=== Cosa si richiede ===
Ricopi fedelmente, dal brano sull'alluvione di Firenze, il tratto che va da "Il racconto inedito" fino a "del 4 novembre.".

=== Brano di riferimento ===
Il racconto inedito di Roberto Casamonti sull’Alluvione di Firenze

Fiorentino, Roberto Casamonti oggi è uno dei più importanti galleristi al mondo, con la sua famiglia cinquanta anni fa ha vissuto il dramma dell’alluvione. Siamo andati a trovarlo nella sua galleria in Lungarno Benvenuto Cellini e per la prima volta ha deciso di ricordare quei momenti drammatici vissuti la mattina del 4 novembre.

=== Sezione dati ===
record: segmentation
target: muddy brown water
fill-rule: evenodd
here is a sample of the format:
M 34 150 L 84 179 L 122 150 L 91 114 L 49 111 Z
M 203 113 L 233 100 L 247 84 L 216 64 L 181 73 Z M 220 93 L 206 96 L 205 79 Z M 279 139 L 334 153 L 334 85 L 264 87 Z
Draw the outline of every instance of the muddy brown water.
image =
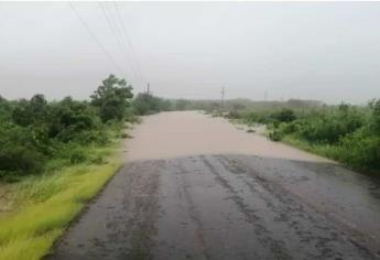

=== Risposta all'esercizio ===
Il racconto inedito di Roberto Casamonti sull’Alluvione di Firenze

Fiorentino, Roberto Casamonti oggi è uno dei più importanti galleristi al mondo, con la sua famiglia cinquanta anni fa ha vissuto il dramma dell’alluvione. Siamo andati a trovarlo nella sua galleria in Lungarno Benvenuto Cellini e per la prima volta ha deciso di ricordare quei momenti drammatici vissuti la mattina del 4 novembre.